My Father, the Pornographer: A Memoir

Two tall columns of paperback porn occupied the top shelf. Mixed in was a copy of A Sport and a Pastime, by James Salter, published in 1967. The cover proclaimed it a celebrated new underground classic, a feast for the sexual gourmet, and compared the writing to that of Henry Miller, one of my father’s early heroes. Dad’s insurance agency calling card marked page fifty. I held the book gingerly, astounded by its discovery, stashed away for forty-five years.

James Salter had been a guest teacher at Iowa during my years as a graduate student. So many people wanted to work with him that he screened us, reading sample work first, followed by a personal meeting. He was over sixty, charming and urbane on the surface, with a fierce steeliness lurking below. My interview didn’t go well. He demanded to know what I could learn from him, since my subject matter of Kentucky was unfathomably different from his—wealthy people on the East Coast. I became angry. Here was one more older man presenting himself as an obstacle. Outraged and irate, I told Salter that content didn’t matter, people were people, and I wanted to study with him because I admired his prose. I cut our meeting short and left, convinced that Iowa was a mistake. I’d never be a writer, and I only wanted to be one because of my father. The next day Salter posted a class list, with my name being one of the lucky twelve.

Many young writers believe in the myth of mentorship, but I’d never sought a role model. I’d known one writer in my life—Dad—and naively surmised they’d all be like him: controlling, pretentious, cruel, and overbearing. My attitude at Iowa was one of belligerence. Established writers were the enemy, and my job was to overthrow their stranglehold on the fortress of literature. Despite my resistance, Salter helped me learn to improve my work. He’d gone to college at West Point and behaved as if students were enlisted soldiers and he was an officer, one who’d roll up his sleeves and mingle with his young charges. We went hiking together, leaving the trail for the local woods I knew well. He was unflagging in his energy, both physical and mental. He remarked that seeing me in the woods was like watching me write stories.

....

- [What you will do]
1) Could you quote the memoir excerpt word for word, the stretch from "Two tall columns" through "for forty-five years."?
2) According to the memoir excerpt, where did Salter go to college?
3) Can you condense the paragraph of the memoir excerpt that begins "James Salter had been a guest teacher" into a shorter version that keeps its main facts?

....

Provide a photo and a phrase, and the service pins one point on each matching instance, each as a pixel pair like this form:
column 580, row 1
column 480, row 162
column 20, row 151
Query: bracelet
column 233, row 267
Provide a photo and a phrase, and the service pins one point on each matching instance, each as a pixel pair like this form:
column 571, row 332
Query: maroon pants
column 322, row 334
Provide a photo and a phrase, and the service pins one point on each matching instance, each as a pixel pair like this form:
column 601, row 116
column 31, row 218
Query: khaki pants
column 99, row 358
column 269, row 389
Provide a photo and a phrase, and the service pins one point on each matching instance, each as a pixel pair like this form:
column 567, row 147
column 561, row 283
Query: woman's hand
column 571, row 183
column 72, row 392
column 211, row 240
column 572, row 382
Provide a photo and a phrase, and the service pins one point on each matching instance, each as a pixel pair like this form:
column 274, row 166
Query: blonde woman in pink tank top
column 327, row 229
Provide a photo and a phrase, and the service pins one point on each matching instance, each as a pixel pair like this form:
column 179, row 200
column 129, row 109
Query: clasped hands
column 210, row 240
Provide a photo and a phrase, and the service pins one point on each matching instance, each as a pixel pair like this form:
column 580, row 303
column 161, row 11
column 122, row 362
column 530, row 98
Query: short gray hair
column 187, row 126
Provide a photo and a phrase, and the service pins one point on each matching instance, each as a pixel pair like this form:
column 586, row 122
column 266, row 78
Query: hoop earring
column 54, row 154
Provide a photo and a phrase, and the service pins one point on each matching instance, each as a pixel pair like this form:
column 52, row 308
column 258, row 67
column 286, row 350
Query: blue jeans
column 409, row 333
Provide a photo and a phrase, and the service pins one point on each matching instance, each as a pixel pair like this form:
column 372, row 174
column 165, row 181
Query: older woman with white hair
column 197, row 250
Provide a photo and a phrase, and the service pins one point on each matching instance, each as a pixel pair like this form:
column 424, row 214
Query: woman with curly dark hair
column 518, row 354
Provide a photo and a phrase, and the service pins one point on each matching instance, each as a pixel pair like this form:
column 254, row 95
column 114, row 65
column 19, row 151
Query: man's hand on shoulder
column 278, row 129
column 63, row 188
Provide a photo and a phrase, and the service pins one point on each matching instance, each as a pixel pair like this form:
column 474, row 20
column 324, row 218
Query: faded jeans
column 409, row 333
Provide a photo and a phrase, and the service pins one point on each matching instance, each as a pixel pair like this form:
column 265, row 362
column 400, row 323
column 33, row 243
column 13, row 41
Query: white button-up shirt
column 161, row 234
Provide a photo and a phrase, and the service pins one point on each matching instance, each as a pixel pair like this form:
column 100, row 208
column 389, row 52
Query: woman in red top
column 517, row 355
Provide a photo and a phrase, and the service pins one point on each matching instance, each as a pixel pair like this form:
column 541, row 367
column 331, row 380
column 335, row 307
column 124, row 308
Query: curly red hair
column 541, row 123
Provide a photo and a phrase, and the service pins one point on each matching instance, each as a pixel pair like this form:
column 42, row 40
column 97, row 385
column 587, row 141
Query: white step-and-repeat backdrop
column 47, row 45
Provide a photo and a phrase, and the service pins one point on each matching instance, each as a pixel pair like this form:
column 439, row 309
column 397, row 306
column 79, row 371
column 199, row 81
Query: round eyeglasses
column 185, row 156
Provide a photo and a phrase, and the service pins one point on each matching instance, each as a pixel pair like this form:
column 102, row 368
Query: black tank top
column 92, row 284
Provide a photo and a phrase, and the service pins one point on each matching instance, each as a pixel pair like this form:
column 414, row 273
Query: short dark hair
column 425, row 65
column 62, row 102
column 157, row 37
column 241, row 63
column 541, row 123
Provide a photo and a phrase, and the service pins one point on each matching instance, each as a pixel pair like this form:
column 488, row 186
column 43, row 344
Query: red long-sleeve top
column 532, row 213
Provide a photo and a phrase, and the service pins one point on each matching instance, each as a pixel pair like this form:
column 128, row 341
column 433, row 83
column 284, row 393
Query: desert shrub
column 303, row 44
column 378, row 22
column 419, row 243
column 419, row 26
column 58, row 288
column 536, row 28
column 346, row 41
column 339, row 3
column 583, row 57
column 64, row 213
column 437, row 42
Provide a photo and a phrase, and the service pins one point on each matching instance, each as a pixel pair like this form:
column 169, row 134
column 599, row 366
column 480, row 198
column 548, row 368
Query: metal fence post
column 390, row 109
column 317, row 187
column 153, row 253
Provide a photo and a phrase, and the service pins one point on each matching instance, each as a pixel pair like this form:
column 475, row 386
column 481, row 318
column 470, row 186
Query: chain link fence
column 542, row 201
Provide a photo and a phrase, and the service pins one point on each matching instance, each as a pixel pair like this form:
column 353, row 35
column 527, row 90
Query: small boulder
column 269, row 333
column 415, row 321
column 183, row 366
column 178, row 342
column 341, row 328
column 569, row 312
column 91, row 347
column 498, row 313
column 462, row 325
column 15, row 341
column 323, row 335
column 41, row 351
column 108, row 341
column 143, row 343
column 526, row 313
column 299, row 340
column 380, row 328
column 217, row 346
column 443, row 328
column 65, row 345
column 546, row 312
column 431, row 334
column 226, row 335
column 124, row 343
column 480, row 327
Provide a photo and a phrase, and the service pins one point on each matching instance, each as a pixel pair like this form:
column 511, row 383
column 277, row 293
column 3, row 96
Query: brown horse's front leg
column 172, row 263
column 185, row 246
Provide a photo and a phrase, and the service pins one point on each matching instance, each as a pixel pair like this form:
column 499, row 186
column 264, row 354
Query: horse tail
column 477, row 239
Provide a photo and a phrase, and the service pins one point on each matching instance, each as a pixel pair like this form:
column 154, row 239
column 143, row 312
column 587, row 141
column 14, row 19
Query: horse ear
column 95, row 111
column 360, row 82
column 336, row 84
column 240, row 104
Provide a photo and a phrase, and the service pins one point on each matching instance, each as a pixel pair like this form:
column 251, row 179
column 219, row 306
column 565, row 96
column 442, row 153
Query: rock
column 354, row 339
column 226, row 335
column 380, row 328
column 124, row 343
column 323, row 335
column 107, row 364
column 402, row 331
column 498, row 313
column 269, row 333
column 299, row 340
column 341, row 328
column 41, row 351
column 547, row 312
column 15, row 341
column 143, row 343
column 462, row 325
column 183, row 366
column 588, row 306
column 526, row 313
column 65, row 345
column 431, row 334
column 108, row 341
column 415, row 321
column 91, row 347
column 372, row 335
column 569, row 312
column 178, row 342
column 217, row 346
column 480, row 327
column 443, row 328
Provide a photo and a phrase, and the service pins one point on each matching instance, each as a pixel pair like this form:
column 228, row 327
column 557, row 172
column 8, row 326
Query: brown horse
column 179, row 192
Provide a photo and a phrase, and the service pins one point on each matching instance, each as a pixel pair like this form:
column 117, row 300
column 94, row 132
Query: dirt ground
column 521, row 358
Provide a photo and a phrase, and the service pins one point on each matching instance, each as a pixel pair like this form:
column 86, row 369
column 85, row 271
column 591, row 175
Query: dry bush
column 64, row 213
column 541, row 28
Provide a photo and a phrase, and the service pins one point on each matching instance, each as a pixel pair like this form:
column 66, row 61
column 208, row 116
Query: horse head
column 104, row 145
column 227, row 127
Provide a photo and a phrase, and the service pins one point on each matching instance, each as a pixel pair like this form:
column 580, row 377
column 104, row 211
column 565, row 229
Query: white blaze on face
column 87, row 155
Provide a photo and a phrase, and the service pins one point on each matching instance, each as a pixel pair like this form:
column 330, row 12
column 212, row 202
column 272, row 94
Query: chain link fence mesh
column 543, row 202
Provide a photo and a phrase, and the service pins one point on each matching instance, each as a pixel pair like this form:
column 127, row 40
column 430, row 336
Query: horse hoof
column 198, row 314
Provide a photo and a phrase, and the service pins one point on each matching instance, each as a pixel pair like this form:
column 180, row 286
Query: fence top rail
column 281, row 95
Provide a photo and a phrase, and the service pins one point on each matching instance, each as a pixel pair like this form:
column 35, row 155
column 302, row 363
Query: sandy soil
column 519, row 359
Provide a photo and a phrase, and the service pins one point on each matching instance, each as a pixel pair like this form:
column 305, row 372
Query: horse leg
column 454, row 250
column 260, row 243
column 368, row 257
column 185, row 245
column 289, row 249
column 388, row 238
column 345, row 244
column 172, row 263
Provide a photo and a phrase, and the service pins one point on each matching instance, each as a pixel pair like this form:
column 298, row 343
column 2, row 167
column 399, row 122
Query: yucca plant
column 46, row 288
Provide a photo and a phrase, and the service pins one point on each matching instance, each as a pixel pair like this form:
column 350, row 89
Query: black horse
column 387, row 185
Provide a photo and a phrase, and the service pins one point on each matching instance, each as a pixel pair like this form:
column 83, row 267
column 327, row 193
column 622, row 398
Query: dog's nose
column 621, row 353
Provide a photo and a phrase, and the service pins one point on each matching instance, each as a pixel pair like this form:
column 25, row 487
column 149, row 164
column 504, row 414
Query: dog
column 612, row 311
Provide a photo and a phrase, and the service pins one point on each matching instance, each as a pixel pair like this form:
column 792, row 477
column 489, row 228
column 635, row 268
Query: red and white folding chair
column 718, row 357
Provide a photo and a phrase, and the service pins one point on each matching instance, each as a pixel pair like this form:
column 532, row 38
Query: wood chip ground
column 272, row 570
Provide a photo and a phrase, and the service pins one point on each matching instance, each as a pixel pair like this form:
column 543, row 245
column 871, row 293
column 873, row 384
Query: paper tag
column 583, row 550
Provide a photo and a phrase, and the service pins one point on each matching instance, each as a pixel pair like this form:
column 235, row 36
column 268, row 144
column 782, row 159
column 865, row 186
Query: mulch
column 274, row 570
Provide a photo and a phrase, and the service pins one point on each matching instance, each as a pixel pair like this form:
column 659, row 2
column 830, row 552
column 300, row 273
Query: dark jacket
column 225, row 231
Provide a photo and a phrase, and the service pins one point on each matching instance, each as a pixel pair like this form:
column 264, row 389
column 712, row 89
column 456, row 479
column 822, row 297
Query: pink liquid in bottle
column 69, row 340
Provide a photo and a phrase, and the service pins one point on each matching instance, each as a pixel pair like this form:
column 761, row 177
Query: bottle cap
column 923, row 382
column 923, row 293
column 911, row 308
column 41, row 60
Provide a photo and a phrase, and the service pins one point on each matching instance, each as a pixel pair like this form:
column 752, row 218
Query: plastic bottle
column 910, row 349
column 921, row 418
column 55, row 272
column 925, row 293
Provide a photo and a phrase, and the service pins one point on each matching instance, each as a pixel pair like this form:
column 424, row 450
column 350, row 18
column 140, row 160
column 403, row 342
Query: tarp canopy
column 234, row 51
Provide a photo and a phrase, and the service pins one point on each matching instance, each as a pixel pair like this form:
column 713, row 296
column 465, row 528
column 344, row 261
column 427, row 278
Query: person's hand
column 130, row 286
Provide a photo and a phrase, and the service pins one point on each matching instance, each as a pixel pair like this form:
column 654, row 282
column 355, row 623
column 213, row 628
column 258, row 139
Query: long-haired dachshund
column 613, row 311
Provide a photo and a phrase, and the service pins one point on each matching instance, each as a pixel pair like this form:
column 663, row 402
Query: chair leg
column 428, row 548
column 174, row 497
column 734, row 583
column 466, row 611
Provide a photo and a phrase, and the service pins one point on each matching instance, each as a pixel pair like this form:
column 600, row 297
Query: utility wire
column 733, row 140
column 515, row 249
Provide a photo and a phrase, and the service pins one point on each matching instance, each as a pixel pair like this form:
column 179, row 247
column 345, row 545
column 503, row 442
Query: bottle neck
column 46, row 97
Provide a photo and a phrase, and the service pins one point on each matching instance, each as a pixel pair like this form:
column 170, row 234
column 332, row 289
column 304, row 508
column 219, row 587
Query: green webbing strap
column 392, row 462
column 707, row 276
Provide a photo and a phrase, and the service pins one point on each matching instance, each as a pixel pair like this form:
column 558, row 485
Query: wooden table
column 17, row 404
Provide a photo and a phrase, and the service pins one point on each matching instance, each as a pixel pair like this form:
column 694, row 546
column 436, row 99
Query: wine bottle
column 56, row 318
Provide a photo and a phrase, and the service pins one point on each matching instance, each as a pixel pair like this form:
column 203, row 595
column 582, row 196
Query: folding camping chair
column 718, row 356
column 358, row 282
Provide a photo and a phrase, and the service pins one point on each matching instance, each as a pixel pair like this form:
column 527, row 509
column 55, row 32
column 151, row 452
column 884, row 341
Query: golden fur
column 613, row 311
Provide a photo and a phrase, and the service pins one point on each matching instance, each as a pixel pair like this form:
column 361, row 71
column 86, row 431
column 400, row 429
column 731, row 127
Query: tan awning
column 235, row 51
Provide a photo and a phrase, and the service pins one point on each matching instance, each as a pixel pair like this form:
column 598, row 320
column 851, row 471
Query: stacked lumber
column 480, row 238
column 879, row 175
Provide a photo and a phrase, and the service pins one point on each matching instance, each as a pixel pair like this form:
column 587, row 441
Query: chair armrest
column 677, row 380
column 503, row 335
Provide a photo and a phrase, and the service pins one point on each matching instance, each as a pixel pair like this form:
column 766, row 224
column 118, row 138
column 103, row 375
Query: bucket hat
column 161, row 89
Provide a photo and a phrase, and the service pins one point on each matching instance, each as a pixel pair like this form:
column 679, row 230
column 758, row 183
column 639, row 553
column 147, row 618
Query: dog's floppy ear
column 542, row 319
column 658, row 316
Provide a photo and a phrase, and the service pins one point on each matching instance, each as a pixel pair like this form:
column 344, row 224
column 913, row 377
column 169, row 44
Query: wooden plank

....

- [Written responses]
1)
Two tall columns of paperback porn occupied the top shelf. Mixed in was a copy of A Sport and a Pastime, by James Salter, published in 1967. The cover proclaimed it a celebrated new underground classic, a feast for the sexual gourmet, and compared the writing to that of Henry Miller, one of my father’s early heroes. Dad’s insurance agency calling card marked page fifty. I held the book gingerly, astounded by its discovery, stashed away for forty-five years.

2) West Point.

3) James Salter, a guest teacher at Iowa during my graduate years, was in such demand that he screened students through sample work and a personal meeting. He was over sixty, charming but steely underneath. In my interview he demanded to know what I could learn from him, since my Kentucky subject matter differed so much from his wealthy East Coast people. Angry, I told him content didn't matter and that I admired his prose. Then I cut the meeting short, convinced that Iowa was a mistake and that I only wanted to write because of my father. The next day Salter's class list of twelve included my name.